0
Osmanlı Devleti Ordusu veya resmi adıyla Ordu-yi Hümâyûn (Osmanlıca: اردوي همايون) Osmanlı Devleti'nin ordusudur. Osmanlı Devleti Ordusu'nun tarihi iki ana döneme ayrılabilir. Klagib Dönem, Osmanlı Devleti'nin kuruluşu olan 1299 yılı ile 19. yüzyılın başlarındaki askeri reformlar arasındaki dönemi kapsamaktadır. Modern Dönemde ordu, Hava Ordusu, Deniz Ordusu ve Kara Ordusu olmak üzere üçe ayrılmıştır.
Konu başlıkları
Kara Ordusu
Klagib dönem
Çırak Esnaf Esnaf Çırağı
Usta Küçük Rütbeli Yeniçeri Subayı
Kalyoncu Yelkenli Gemi Efradından
Tulumbacı' Yeniçeri Ocağında Etfaiye Eri
Cebehane Karakullukçusu Cephane Muhafızı
Cabehane Çorbacısı Cephane Subayı
Bostancı Saray Muhafızı
Satır Tören Kıtası Eri
Kalpaklı
Şubara Neferi
Nizamı Cedid Neferi
Şubara Neferi III. Selim Kurduğu Yeni Ordu Erlerinden
Kumbaracılar
Tımarlı
Ulufeli
Tımarlı Subayı
Kulluk Neferi Karakol Bekleyen Yeniçeri
Keçeli Yeniçeri Neferi
Odabaşı Yeniçeri Kışlası Amiri
Kulluk Bayrakdarı Karakol Amiri
Salma Neferleri Padişahın Ziyaretlerinde Maiyet Efradından
Nöbetçi Kale Muhafızı
Haseki Ağa Yeniçeri Ocağında itibarlı bir Sınıftan Kimse
Yol Haseki Saray muhafız subayı
Çuhadar Padişahın giyeceklerini muhafaza edip taşıyan
Bölükağası Yeniçeri bölük kumandanı
Osmanlı ordu teşkilatı, Anadolu Selçukluları, ilhanlılar ve Memlüklüler devletlerinin askeri teşkilat yapılarından belirli ölçülerde yararlanılarak kurulmuştur.
Osmanlı imparatorluğu Ordusu'nun Başkomutanlık görevini Hakanlar yapmışlardır.
Yaya ve atlılardan oluşturulan kısma "yaya”, süvarileri ise "müsellem” şeklinde adlandırılmıştı. Kapıkulu Ocakları'nın kuruluşuna kadar savaşlarda fiili olarak hizmet gördüler.
Osmanlı Devletinin temeli atılırken süvari olan beylik kuvvetlerinin yerine vezir Alaâddin Paşa ile Kadı Cendereli Kara Halil'in tavsiyeleriyle Türk gençlerinden oluşan ayrı ayrı biner kişilik yaya ve müsellem isimleriyle muvazzaf iki sınıf piyade ve süvari kuvveti kuruldu.

Verilen talimat 1: Osmanlı ordusunu anlatan alıntıyı iki cümleyle özetle.

Sağlanan veriler:
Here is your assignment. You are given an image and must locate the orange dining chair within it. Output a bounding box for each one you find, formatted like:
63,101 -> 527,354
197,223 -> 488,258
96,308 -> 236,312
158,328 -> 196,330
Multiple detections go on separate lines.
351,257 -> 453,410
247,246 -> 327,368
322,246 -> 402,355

Verilen talimat 2: Kayıtlardaki bütün satırları, boş olanları atlayarak, her satıra bir dize düşecek biçimde bir JSON listesine dönüştür.

Eksiksiz yanıt 1: Resmi adı Ordu-yi Hümâyûn olan Osmanlı Devleti Ordusu'nun tarihi iki ana döneme ayrılabilir; modern dönemde ordu Hava, Deniz ve Kara Ordusu olarak üçe ayrılmıştır. Anadolu Selçukluları, İlhanlılar ve Memlüklülerin askeri yapılarından yararlanılarak kurulan bu ordunun başkomutanlığını hakanlar yapmış, devletin temeli atılırken de Alaâddin Paşa ile Kara Halil'in tavsiyeleriyle Türk gençlerinden biner kişilik yaya ve müsellem adlı piyade ve süvari kuvvetleri oluşturulmuştur.

Eksiksiz yanıt 2:
[
  "Here is your assignment. You are given an image and must locate the orange dining chair within it. Output a bounding box for each one you find, formatted like:",
  "63,101 -> 527,354",
  "197,223 -> 488,258",
  "96,308 -> 236,312",
  "158,328 -> 196,330",
  "Multiple detections go on separate lines.",
  "351,257 -> 453,410",
  "247,246 -> 327,368",
  "322,246 -> 402,355"
]